• _TO BE DONE_:
Reproduce the listing below word for word, in full. Leave the picture out of your copy.

● ● ●

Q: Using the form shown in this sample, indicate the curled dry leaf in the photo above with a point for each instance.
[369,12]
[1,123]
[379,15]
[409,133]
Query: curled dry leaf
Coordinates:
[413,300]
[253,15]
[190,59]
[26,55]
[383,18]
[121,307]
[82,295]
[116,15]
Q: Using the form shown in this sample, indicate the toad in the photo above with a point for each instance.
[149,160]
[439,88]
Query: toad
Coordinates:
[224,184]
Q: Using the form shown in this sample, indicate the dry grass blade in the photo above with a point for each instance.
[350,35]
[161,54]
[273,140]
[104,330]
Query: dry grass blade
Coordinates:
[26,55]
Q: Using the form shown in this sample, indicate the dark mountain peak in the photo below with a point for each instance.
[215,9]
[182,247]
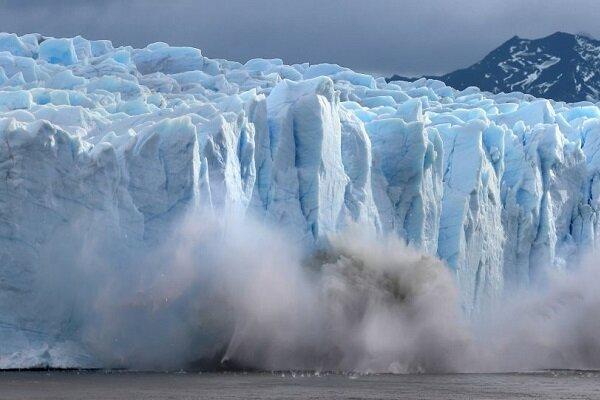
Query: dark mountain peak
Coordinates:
[561,66]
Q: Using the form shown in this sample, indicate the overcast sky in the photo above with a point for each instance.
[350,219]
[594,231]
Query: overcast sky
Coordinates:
[380,36]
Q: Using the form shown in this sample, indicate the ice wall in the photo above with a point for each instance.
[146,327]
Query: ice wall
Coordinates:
[502,187]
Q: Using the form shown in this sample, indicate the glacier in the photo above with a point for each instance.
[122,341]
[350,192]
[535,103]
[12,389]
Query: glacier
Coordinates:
[502,187]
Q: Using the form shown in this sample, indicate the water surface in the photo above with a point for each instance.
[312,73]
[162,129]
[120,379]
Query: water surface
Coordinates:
[572,385]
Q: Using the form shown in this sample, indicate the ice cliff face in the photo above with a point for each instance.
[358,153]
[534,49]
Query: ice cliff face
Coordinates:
[501,187]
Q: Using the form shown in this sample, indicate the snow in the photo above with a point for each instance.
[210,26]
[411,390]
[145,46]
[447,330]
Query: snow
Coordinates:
[504,188]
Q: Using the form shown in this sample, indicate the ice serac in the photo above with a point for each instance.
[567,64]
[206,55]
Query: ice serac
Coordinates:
[103,143]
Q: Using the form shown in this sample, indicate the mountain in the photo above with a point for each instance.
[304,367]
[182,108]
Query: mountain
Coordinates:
[561,66]
[115,163]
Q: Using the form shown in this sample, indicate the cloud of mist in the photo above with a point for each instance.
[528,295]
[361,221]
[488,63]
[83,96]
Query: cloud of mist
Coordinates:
[219,292]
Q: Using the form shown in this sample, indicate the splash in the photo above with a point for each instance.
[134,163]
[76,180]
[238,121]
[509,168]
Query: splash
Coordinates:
[223,292]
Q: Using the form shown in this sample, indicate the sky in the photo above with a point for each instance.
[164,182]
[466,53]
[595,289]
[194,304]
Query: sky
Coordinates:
[409,37]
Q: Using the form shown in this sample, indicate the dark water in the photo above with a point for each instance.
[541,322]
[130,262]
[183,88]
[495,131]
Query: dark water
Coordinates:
[133,386]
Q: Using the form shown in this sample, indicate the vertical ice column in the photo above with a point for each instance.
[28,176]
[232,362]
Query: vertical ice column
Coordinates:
[409,159]
[471,233]
[308,181]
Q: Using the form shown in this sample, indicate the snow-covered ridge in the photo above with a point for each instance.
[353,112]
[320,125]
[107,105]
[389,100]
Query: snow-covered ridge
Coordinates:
[502,187]
[560,66]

● ● ●

• _EXERCISE OUTPUT_:
Q: Using the form shown in this sample, indicate the curled dry leaf in the photo above with a point for each instance.
[369,12]
[1,123]
[379,15]
[409,133]
Query: curled dry leaf
Coordinates:
[413,300]
[253,15]
[190,59]
[26,55]
[383,18]
[121,307]
[82,295]
[116,15]
Q: Using the form shown in this sample, indicate the toad in the photo above with a point for each instance.
[149,160]
[439,88]
Query: toad
Coordinates:
[224,184]
Q: Using the form shown in this sample, indicate the dry grass blade in the photo above with a point for each instance.
[350,35]
[161,54]
[273,140]
[104,330]
Query: dry grass blade
Coordinates:
[26,55]
Q: Using the form shown in this sample, indicate the dark mountain peak in the photo below with a point for each instance.
[215,9]
[182,247]
Query: dark mountain peak
Coordinates:
[561,66]
Q: Using the form shown in this sample, indicate the overcast sky in the photo above with a point for each instance.
[350,219]
[594,231]
Query: overcast sky
Coordinates:
[380,36]
Q: Using the form shown in this sample, indicate the ice wall in the photo above with a point for each instance.
[146,327]
Query: ice wall
Coordinates:
[502,187]
Q: Using the form shown in this sample, indicate the glacier in the photo above with a point for each instance.
[122,341]
[350,192]
[535,103]
[12,389]
Query: glacier
Coordinates:
[502,187]
Q: Using the form shown in this sample, indicate the water surface in the photo above with a point for each instance.
[312,73]
[162,129]
[120,379]
Query: water surface
Coordinates:
[572,385]
Q: Using the form shown in this sample, indicate the ice cliff face in the photo above with a point for each instance.
[358,153]
[534,49]
Query: ice cliff face
Coordinates:
[501,187]
Q: Using the form shown in this sample, indicate the snow in the photo above with a point for each instance.
[210,26]
[411,390]
[145,46]
[447,330]
Query: snow
Coordinates:
[504,188]
Q: Using the form shown in this sample, indicate the ice serac in the photo above with a point for each instance.
[567,64]
[206,55]
Query: ice serac
Coordinates:
[103,143]
Q: Using the form shown in this sample, indicate the mountain in the photo above with a point for each instance.
[304,367]
[182,108]
Query: mountain
Coordinates:
[561,66]
[115,163]
Q: Using the form shown in this sample, indicate the cloud of mist in the photo above with a point for each instance.
[528,295]
[361,221]
[488,63]
[83,96]
Query: cloud of mist
Coordinates:
[219,292]
Q: Using the form shown in this sample, indicate the splash in the photo above with a point for each instance.
[134,163]
[76,180]
[238,121]
[509,168]
Query: splash
Coordinates:
[223,292]
Q: Using the form shown in this sample, indicate the sky in the photo above with a point for each instance.
[164,182]
[466,53]
[595,289]
[194,304]
Query: sky
Coordinates:
[409,37]
Q: Using the form shown in this sample, indicate the dark water in the photo above with a point for each instance.
[541,322]
[130,262]
[183,88]
[495,131]
Query: dark water
Coordinates:
[133,386]
Q: Using the form shown in this sample, indicate the vertical ice column in the photo above with a point for each instance.
[28,176]
[232,362]
Query: vertical ice column
Coordinates:
[409,159]
[471,233]
[308,181]
Q: Using the form shown in this sample, indicate the snow-covered ridge in the photo above with a point for each instance.
[353,112]
[320,125]
[107,105]
[389,100]
Query: snow-covered ridge
Coordinates:
[502,187]
[560,66]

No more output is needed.